What to produce: Tally the lines in the rows below that contain the string "street" and reply with the count alone.

Given information start

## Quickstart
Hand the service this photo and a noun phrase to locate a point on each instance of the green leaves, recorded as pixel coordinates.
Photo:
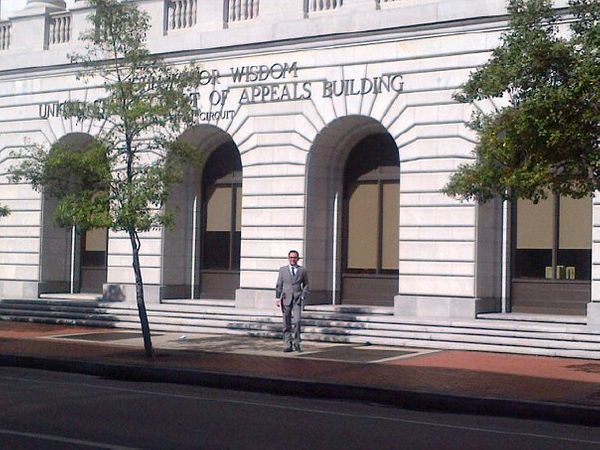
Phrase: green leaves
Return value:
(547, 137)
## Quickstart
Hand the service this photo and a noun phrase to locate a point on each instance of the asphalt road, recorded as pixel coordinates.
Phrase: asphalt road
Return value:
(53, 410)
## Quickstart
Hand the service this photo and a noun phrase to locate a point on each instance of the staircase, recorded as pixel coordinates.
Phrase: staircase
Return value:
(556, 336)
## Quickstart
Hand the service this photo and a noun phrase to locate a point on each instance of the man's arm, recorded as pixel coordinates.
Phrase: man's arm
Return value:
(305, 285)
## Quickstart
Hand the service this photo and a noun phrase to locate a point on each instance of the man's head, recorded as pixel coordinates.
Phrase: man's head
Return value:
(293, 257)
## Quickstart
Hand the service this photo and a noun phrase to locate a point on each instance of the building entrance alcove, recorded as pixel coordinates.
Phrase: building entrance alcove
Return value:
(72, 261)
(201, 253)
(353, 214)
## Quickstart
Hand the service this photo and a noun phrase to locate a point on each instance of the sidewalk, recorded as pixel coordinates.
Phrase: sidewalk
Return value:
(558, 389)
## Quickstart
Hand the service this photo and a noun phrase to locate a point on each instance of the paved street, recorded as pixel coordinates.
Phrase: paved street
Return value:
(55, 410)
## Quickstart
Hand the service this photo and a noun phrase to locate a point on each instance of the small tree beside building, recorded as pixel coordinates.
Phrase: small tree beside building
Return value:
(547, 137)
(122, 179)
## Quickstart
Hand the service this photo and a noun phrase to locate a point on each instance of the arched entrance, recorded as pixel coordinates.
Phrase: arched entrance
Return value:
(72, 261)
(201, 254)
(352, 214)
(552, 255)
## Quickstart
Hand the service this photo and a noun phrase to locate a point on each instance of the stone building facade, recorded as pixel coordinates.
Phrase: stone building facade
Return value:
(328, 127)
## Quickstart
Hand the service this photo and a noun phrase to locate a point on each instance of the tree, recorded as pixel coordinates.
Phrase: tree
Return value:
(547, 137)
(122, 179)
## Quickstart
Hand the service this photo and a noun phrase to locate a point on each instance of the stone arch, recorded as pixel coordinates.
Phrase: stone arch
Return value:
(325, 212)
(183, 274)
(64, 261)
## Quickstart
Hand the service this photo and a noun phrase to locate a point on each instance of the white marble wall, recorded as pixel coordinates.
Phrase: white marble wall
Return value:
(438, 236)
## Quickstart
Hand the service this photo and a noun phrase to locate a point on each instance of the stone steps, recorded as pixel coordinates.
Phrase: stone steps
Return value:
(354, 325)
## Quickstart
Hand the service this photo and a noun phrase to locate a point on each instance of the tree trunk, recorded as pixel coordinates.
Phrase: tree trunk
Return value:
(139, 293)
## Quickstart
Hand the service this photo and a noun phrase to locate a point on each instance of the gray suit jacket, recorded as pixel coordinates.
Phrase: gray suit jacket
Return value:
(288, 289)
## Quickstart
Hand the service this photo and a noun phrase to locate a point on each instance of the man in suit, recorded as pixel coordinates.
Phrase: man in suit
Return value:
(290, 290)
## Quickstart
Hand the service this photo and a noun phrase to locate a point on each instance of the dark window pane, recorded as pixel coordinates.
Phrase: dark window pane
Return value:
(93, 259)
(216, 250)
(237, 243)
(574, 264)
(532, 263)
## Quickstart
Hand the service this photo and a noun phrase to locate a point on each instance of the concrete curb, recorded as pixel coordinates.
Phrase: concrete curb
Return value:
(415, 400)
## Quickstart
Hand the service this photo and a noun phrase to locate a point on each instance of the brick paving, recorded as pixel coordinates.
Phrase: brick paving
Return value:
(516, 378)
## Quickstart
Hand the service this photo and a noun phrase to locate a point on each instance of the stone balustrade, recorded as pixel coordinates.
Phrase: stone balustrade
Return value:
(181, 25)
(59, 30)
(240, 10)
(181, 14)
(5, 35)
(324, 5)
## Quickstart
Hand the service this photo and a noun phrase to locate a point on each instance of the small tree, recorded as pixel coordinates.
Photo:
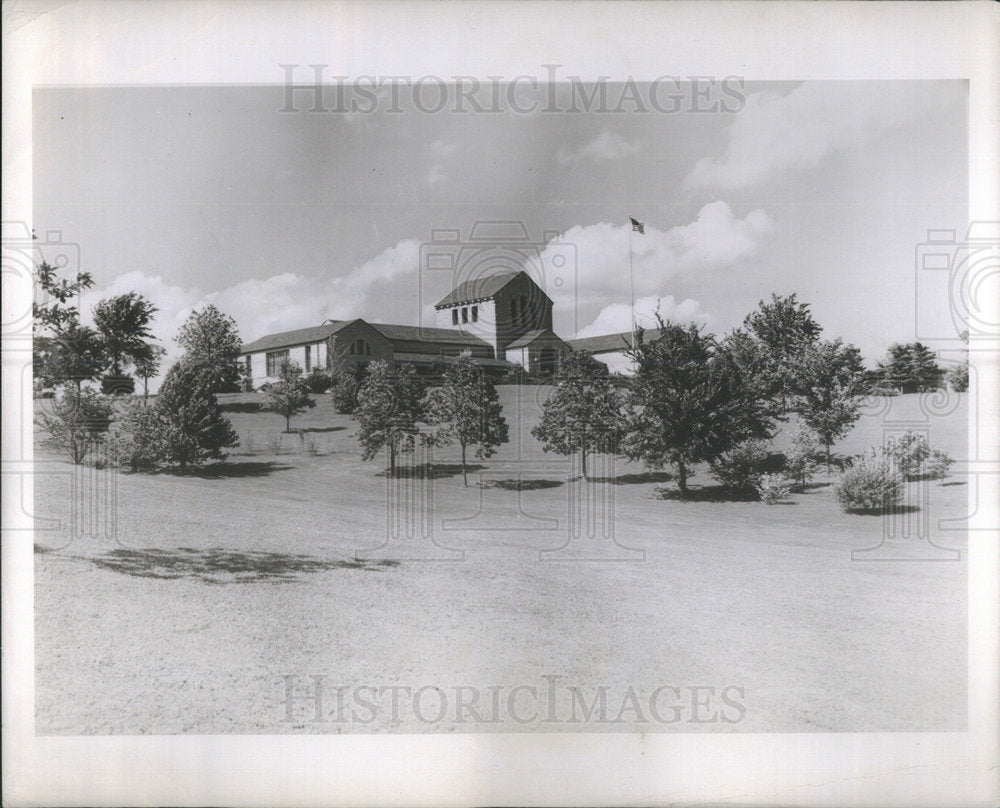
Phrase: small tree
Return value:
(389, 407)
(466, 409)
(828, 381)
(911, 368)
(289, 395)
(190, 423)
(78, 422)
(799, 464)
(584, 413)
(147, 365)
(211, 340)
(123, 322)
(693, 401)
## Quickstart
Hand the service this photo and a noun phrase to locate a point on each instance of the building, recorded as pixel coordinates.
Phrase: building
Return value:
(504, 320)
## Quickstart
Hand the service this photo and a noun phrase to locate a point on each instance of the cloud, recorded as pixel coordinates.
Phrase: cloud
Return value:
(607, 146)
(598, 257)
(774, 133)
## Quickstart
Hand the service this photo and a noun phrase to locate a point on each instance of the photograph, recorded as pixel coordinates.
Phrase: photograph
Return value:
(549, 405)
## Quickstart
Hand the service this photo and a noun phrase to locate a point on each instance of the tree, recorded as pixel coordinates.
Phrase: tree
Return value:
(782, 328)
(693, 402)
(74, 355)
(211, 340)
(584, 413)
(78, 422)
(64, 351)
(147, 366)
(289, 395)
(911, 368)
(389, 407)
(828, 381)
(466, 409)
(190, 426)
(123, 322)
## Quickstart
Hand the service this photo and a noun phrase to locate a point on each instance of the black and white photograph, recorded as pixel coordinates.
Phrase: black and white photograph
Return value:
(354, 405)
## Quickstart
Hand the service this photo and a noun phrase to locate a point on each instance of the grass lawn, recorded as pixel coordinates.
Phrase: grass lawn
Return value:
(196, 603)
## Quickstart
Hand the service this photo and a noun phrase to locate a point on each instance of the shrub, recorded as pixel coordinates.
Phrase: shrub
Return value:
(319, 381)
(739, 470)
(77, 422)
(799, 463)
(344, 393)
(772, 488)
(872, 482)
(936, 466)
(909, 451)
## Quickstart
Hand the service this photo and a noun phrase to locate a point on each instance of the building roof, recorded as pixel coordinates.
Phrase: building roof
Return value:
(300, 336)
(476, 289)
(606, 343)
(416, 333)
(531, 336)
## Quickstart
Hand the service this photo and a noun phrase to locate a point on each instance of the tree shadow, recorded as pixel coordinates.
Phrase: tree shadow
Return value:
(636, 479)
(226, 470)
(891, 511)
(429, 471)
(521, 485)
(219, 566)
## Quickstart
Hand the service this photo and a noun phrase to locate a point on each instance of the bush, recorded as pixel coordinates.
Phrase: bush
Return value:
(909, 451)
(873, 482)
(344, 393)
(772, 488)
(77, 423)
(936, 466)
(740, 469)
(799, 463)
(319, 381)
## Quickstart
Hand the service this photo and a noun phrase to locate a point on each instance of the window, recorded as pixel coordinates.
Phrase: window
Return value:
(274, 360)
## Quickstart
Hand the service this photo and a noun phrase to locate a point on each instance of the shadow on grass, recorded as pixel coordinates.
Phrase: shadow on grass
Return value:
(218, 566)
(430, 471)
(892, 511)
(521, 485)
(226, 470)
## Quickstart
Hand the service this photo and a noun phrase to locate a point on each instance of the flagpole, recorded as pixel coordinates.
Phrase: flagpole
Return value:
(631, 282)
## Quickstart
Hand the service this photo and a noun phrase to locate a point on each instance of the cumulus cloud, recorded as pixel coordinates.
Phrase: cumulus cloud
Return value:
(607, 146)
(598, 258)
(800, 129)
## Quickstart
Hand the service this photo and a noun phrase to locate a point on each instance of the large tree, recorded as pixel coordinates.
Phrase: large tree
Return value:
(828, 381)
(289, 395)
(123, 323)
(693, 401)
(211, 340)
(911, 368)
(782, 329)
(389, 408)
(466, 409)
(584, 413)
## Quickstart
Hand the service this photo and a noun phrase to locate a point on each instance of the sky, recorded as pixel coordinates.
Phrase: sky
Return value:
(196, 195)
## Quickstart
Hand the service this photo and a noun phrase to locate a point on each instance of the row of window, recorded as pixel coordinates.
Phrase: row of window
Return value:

Given information end

Response: 2